**PAGE TEXT:**

──────

Hi, I bought a TAC 12:4 mixing desk recently and plan to re-cap as its from around 1976. It has a whole load of Electrolytic Caps with the legend 15/ and 40V. I looked up 15uf, 40VDC electrolytic caps online and they seem to be rare so I am wondering if I've got the value wrong. I have attached picture.
I am new here so apologies if I am asking in the wrong place. Google searching a forward slash doesnt seem to be allowed I think so thought I'd ask here. Thanks in advance!



ruffrecords

15uF was quite common back in the day so although not usual now, it was usual when that cap was made.

Caps now are generally made in a much smaller range of values than 50 years ago.

Cheers

Ian
www.customtubeconsoles.com
https://mark3vtm.blogspot.co.uk/
www.eztubemixer.blogspot.co.uk


'The only people not making mistakes are the people doing nothing'

squarewave

It is virtually guaranteed that you can use 22uF there. If you post a schem, we can confirm.

15uF was quite common back in the day so although not usual now, it was usual when that cap was made.

Many thanks Ian

It is virtually guaranteed that you can use 22uF there. If you post a schem, we can confirm.

I wish I had schematic  :) Would be great if I could put in 22uf. I asked Cemal at Total Audio Control and he got it confirmed from Graham Langley that this was an early custom build desk. I have attached some pictures, excited about the Sowter transformers but cannot find info on the 2300 series either.






jensenmann

Make sure to recap the tantalum caps, too. They degrade with age and turn into a resistor.

──────

**REQUIREMENTS:**
**1.** Translate this sentence from the mixing desk thread above into Spanish: "Caps now are generally made in a much smaller range of values than 50 years ago."
**2.** Continue the mixing desk thread above, starting after its final post.

**SUPPLIED INFORMATION:**
──────

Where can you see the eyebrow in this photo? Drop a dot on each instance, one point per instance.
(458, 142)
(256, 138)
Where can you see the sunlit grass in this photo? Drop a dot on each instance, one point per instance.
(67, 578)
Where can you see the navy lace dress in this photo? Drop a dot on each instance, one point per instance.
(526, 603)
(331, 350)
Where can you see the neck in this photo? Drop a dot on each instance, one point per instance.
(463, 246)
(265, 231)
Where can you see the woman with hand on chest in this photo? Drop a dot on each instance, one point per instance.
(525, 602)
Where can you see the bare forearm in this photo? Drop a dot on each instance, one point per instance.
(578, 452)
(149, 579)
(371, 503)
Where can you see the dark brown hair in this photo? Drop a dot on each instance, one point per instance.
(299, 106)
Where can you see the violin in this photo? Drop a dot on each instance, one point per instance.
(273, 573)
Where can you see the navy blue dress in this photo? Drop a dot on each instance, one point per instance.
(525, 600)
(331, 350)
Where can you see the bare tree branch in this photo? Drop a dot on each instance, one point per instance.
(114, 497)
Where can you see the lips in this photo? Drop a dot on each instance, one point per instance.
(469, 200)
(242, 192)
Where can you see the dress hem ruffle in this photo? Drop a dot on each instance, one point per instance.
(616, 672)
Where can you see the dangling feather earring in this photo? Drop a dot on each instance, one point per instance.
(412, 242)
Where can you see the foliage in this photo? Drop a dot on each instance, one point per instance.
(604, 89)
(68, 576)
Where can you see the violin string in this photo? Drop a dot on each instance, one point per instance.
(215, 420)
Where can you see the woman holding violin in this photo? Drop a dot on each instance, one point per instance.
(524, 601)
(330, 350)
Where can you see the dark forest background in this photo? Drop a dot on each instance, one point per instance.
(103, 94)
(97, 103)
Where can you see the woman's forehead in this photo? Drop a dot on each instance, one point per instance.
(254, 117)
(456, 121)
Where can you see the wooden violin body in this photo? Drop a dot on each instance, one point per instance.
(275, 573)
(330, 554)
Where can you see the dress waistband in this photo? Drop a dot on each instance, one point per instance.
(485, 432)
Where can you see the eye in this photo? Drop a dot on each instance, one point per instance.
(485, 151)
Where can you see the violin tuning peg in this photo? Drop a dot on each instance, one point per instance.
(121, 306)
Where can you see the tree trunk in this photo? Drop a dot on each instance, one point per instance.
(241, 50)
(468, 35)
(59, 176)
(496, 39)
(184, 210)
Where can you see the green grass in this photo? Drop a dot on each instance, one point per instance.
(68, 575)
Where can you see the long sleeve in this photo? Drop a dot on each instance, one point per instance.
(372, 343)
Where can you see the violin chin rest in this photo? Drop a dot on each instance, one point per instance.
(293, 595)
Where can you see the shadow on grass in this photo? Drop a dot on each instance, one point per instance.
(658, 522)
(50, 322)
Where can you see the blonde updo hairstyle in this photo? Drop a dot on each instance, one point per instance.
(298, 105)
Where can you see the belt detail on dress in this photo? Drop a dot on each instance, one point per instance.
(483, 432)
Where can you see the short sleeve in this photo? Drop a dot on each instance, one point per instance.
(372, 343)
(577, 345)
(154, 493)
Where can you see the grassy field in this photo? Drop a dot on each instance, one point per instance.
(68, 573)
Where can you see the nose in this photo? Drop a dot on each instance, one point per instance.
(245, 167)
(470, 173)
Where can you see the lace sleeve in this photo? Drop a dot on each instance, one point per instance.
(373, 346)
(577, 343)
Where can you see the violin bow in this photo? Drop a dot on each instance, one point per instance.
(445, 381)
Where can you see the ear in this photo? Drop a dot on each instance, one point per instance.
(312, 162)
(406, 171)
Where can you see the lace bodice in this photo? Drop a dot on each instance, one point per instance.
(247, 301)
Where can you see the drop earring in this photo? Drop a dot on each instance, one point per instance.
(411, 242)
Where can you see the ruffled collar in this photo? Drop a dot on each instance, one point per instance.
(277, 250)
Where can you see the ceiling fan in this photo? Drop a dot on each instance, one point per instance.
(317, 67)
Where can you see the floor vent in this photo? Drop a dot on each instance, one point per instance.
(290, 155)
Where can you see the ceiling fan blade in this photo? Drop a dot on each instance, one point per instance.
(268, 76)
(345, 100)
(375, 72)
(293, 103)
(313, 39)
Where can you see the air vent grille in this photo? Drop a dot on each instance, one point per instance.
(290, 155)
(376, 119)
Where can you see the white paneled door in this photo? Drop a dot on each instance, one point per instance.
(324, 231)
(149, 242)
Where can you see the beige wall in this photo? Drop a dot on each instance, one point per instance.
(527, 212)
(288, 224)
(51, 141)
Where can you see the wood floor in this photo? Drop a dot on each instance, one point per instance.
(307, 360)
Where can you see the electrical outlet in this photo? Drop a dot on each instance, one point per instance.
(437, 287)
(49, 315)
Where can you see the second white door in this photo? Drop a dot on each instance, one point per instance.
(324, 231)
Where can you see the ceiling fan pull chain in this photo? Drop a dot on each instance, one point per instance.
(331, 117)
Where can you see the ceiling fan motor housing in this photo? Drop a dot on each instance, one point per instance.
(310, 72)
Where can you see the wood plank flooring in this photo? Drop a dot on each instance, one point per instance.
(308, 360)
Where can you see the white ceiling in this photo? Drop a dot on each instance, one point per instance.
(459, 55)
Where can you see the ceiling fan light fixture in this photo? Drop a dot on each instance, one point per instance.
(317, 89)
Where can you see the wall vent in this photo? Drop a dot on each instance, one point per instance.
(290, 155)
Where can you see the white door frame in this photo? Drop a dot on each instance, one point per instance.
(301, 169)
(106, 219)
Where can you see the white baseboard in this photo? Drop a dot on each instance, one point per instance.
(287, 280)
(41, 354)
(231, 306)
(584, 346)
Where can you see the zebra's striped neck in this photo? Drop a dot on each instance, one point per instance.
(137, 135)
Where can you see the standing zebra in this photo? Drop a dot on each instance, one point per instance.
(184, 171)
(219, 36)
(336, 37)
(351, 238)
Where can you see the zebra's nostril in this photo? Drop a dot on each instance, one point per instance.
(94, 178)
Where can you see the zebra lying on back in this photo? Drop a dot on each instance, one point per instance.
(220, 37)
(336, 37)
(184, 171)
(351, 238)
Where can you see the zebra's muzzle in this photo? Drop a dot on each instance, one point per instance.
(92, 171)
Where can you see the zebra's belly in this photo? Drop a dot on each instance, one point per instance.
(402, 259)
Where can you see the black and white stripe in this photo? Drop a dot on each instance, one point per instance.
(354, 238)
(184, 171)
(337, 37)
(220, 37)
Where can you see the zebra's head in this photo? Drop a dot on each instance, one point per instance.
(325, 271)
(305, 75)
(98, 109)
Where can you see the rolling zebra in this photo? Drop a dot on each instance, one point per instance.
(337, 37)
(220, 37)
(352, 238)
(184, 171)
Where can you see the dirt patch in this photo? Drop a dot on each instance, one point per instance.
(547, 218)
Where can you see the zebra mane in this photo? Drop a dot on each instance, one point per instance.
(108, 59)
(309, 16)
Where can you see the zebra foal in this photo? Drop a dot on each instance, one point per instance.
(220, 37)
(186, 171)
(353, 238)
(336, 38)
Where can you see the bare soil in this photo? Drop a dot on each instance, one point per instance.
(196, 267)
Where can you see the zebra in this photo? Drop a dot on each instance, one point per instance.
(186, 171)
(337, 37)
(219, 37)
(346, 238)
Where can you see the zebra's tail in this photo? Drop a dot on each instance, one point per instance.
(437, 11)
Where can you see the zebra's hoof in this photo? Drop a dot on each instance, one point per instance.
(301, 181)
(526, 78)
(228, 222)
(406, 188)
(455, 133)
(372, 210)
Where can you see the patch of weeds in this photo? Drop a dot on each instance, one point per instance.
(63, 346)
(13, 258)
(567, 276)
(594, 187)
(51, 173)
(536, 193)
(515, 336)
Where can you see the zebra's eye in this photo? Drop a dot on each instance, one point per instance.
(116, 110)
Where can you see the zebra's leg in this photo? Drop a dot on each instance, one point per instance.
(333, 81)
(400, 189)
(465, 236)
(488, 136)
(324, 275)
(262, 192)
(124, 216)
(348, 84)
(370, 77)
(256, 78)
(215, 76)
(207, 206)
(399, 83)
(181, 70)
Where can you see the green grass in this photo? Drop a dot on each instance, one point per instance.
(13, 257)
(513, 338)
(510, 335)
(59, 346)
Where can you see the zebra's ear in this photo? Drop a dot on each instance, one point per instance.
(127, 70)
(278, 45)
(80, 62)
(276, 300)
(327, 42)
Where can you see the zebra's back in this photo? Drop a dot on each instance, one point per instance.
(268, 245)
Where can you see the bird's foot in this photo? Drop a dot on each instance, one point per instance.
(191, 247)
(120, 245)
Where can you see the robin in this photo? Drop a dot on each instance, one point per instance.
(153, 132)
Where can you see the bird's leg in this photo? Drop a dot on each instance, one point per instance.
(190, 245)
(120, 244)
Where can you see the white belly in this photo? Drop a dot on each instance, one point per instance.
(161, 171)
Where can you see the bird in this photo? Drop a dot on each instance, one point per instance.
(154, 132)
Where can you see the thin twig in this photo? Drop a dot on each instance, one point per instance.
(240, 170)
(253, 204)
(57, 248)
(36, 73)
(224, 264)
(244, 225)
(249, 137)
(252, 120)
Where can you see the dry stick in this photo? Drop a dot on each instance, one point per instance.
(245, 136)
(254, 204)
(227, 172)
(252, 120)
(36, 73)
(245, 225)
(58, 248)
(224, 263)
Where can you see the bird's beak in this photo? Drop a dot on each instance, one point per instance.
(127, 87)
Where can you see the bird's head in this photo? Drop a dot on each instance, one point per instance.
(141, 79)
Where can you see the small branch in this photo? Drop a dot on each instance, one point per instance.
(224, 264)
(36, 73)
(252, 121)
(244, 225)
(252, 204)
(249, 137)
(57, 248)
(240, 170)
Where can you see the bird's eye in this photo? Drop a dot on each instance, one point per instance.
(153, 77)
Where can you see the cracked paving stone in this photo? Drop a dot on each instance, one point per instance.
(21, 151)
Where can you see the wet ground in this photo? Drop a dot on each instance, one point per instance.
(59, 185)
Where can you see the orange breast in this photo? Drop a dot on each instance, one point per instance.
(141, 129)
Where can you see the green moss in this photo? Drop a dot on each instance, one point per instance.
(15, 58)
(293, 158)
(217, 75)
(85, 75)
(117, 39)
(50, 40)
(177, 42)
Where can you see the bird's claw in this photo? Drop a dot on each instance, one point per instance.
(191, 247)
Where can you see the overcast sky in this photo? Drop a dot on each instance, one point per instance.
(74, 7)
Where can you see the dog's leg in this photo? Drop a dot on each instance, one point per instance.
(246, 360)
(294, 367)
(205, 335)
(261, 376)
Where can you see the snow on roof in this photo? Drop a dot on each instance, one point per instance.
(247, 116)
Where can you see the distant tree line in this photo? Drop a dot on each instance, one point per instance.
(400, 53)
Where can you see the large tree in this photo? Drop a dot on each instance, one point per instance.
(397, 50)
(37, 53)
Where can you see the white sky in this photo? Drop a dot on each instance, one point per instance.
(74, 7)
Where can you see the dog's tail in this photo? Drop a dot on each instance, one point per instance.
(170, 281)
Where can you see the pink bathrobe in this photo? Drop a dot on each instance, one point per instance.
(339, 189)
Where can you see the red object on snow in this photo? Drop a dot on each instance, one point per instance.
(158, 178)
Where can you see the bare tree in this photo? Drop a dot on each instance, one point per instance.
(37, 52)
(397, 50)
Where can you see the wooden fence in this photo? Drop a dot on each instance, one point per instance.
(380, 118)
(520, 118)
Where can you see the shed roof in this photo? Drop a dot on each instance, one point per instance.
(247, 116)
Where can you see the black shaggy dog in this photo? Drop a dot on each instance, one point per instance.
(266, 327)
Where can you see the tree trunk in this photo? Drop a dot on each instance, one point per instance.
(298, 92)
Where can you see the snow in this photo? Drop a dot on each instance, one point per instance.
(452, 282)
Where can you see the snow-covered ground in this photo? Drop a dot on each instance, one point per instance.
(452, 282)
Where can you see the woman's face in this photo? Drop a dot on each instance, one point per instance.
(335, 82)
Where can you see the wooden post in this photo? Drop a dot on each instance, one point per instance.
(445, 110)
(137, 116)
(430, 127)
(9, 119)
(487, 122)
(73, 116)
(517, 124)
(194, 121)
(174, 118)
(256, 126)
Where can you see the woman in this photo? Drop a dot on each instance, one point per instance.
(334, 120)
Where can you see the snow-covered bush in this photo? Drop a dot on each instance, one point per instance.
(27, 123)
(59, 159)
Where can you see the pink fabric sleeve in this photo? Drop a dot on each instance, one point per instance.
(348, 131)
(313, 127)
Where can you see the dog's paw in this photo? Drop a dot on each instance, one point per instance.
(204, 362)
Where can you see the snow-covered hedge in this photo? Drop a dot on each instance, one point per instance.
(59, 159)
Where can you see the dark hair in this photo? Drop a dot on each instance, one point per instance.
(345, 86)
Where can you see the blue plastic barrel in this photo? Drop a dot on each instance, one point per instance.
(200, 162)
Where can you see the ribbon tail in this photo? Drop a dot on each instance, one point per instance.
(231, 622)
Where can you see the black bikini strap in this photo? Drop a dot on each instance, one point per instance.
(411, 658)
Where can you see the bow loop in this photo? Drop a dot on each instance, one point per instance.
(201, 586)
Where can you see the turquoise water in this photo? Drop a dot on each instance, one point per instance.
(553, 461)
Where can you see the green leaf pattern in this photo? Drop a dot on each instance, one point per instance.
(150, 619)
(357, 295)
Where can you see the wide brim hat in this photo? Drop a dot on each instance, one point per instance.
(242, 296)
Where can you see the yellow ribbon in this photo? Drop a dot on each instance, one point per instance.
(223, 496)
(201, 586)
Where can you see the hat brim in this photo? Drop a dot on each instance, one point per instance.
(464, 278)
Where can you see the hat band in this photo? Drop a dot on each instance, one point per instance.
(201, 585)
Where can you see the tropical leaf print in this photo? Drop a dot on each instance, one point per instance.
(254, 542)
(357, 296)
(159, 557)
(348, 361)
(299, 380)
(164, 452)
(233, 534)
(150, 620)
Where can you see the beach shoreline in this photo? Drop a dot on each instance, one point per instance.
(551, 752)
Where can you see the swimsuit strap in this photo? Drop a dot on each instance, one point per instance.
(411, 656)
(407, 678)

──────

**OUTPUTS FOR THE TASKS:**
**1.** Hoy en día los condensadores se fabrican, por lo general, en una gama de valores mucho más reducida que hace 50 años.

**2.**
Jens
Quote from: PRR
The tubes of course don't care what frequency they distort

Make sure to recap the tantalum caps, too. They degrade with age and turn into a resistor.

Yes thanks, just been reading about this and whether to replace with new tantalums but I think I will replace with Panasonic or Nichicon electrolytics

analogguru

Make sure to recap the tantalum caps, too. They degrade with age and turn into a resistor.
Yes, yes..... therefore all the "satellites fail"..... every day another comes down....

Yes, yes..... therefore all the "satellites fail"..... every day another comes down....

So you suggest not to replace Tantalum Caps? There is a lot of conflicting info on this site, from what I can gather, if Tantalum Cap is connected to power rail then replace, sound like good advice?

jensenmann

How often do you want to recap and take your desk apart? I bet only once. So while you´re at it replace the tantalums, too and you´re done.
Jens
Quote from: PRR
The tubes of course don't care what frequency they distort

living sounds

Here's a replacement cap for the 15uf ones:

https://www.pollin.de/p/elko-axial-210159


Re the tantalums: It depends on their function in the circuit. If they were in the signal path, the sound might change quite a bit with electrolytic caps. Modern drop type tantalums can last a long time. There are other (ethical) problems with them, though.


JohnRoberts

If old caps are faulty new 22uf should work.

JR
Cancel the "cancel culture", do not participate in mob hatred.

analogguru

So you suggest not to replace Tantalum Caps? There is a lot of conflicting info on this site, from what I can gather, if Tantalum Cap is connected to power rail then replace, sound like good advice?
A tatalum normally ONLY fails due to overvoltage (and then they short) what means that if you have a 15V power supply and only 16V tantalums they can fail.  But if you have 15V supply voltage and 25V or 35V tantalums they will probably last forever.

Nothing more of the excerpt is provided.